[The request] Continue the forum thread about GPU triangle setup, starting after its last post.

===== Document excerpt

Triangle setup

Nick · Sep 7, 2006

Hi all,

I was wondering what exactly the triangle setup stage comprises, and how it's implemented on a modern GPU.

If I understand correctly, it's main task is to compute gradients of interpolants. When graphics cards specify a setup rate of one triangle per clock cycle, does this include all interpolants (including up to 8x4 texture coordinates)? Or is the triangle rate dependent on the number of interpolants?

Do they derive the gradients from the 'plane equation approach' or is there a faster method? With 'plane equation approach' I mean for example for the z interpolant (could be any other interpolant) we compute the plane equation Ax+By+Cz+D=0 so the gradients are dz/dx=-A/C, etc. Since (A, B, C) is the plane normal it can be computed with a cross product. C can be reused for all interpolants, but it still looks like a lot of work. And since every interpolant requires perspective correction this adds three divisions and a whole lot of multiplications.

Any thoughts?

nAo · Sep 7, 2006

This is a very good starting point with a lot of answers to your questions:
http://www.cs.unc.edu/~olano/papers/2dh-tri/

Nick · Sep 7, 2006

Thanks! I just managed to get the same result with the plane equation approach:

dz/dx = -A/C = ((y1/w1 - y0/w0)*(z2/w2 - z0/w0)-(y2/w2 - y0/w0)*(z1/w1 - z0/w0)) / ((x1/w1 - x0/w0)*(y2/w2 - y0/w0)-(x2/w2 - x0/w0)*(y1/w1 - y0/w0))

= z0 * (y1*w2-y2*w1) / (-x1*w0*y2+x1*y0*w2+x0*w1*y2+x2*w0*y1-x2*y0*w1-x0*w2*y1)
+ z1 * (y2*w0-y0*w2) / (-x1*w0*y2+x1*y0*w2+x0*w1*y2+x2*w0*y1-x2*y0*w1-x0*w2*y1)
+ z2 * (y0*w1-y1*w0) / (-x1*w0*y2+x1*y0*w2+x0*w1*y2+x2*w0*y1-x2*y0*w1-x0*w2*y1)

Which is exactly the product of (z0, z1, z2) with (the first column of) the inverse of the matrix formed by the (x, y, w) coordinates, as shown in the paper you refer to.

So is the setup engine's task limited to computing this matrix inverse as efficiently as possible?

Jawed · Sep 7, 2006

This is useful, too:

http://www.ati.com/products/radeonx800/RadeonX800ArchitectureWhitePaper.pdf

Some work, e.g. perspective, is done before the triangle is assembled, in the vertex engine.

==========
===== Supplied material

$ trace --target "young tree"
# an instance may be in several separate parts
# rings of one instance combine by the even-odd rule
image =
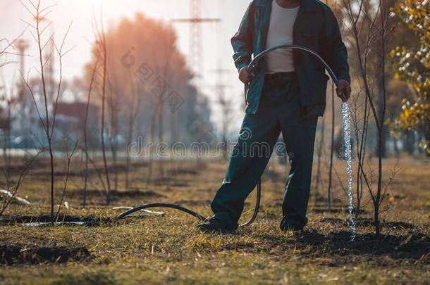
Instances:
[[[352,46],[360,75],[358,84],[367,98],[377,129],[376,186],[372,184],[372,170],[370,174],[365,173],[362,163],[359,163],[359,167],[372,201],[375,232],[379,235],[380,208],[388,189],[387,185],[385,188],[383,186],[382,158],[387,101],[386,53],[391,32],[388,6],[386,0],[379,0],[376,5],[372,5],[369,0],[343,0],[343,6],[346,17],[345,27],[349,32],[348,39]],[[367,120],[367,118],[364,115],[363,120]]]
[[[64,37],[63,38],[63,41],[61,42],[59,48],[56,46],[54,41],[54,34],[49,34],[47,38],[44,36],[44,34],[46,34],[48,30],[48,27],[52,25],[52,22],[49,22],[47,25],[44,25],[43,22],[47,20],[47,15],[51,12],[51,8],[52,6],[49,6],[47,7],[42,7],[41,5],[41,1],[39,0],[37,2],[33,2],[32,1],[29,1],[30,6],[26,6],[21,1],[21,4],[30,13],[32,18],[35,19],[35,23],[30,24],[27,23],[29,26],[32,27],[33,32],[35,32],[35,35],[32,33],[33,38],[36,41],[36,44],[37,45],[37,51],[38,51],[38,57],[39,57],[39,69],[37,70],[37,72],[40,75],[40,81],[42,84],[42,97],[44,104],[44,113],[43,115],[39,111],[39,108],[37,104],[37,101],[36,100],[36,95],[35,94],[32,87],[30,84],[29,82],[29,74],[27,74],[27,77],[25,78],[23,73],[21,73],[21,76],[23,80],[25,82],[27,88],[30,91],[32,99],[33,100],[33,103],[35,104],[35,107],[37,112],[37,115],[39,117],[39,120],[40,123],[43,127],[45,138],[48,144],[48,151],[49,152],[49,164],[51,167],[51,219],[52,222],[54,222],[54,151],[53,151],[53,142],[54,141],[54,130],[55,129],[55,122],[56,118],[56,108],[58,105],[59,98],[60,96],[60,92],[61,89],[61,82],[63,79],[63,73],[62,73],[62,67],[63,67],[63,57],[66,55],[72,49],[68,50],[67,51],[63,51],[63,49],[64,47],[64,44],[66,42],[66,39],[70,30],[70,27],[71,26],[69,25]],[[49,54],[46,59],[44,59],[43,53],[45,48],[49,45],[52,44],[56,51],[57,56],[59,58],[59,80],[58,85],[56,87],[56,90],[55,90],[55,94],[52,94],[52,98],[49,98],[50,96],[48,94],[47,88],[48,88],[48,82],[51,82],[46,75],[46,68],[47,65],[52,64],[50,63],[51,57],[53,56],[53,54]],[[23,70],[21,71],[21,72]],[[30,72],[29,72],[30,73]],[[52,83],[52,82],[50,82]],[[54,90],[54,87],[49,87],[51,90]],[[55,97],[54,97],[55,96]],[[51,107],[50,107],[51,106]]]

==========

[Written answer]
Jawed

nAo · Sep 7, 2006

Nick said:
So is the setup engine's task limited to computing this matrix inverse as efficiently as possible?

well..that's a clever implementation but dunno if real hw does use this system to setup triangles. It's also nice to note that if the inverse matrix does not exist..then you automatically know that you triangle has to be rejected

It seems next generation GPUs might use shader ALUs to setup triangles..

darkblu · Sep 7, 2006

the cleverest way i've seen for computing triangle gradients is through the ratio of triangle areas. i saw that eons ago in the glide drivers. have been using it ever since.

so you want to compute the gradient of interpolant I:

consider the area of the triangle in two different coordinate spaces:

(a) the original screen-space (X,Y), and
(b) a space composed of one of the screen space base vectors (X or Y) and the interpolat of interest, I, i.e. that'd be either (X, I), or (I, Y)

then

dI/dX = tri_area(I, Y) / tri_area(X, Y), and
dI/dY = tri_area(X, I) / tri_area(X, Y)

needless to say the code for this is minimalistic and elegant, but if you want to see a sample check thurp's tri plotter (rend/rendPrim.cpp)

Nick · Sep 7, 2006

Jawed said:
Some work, e.g. perspective, is done before the triangle is assembled, in the vertex engine.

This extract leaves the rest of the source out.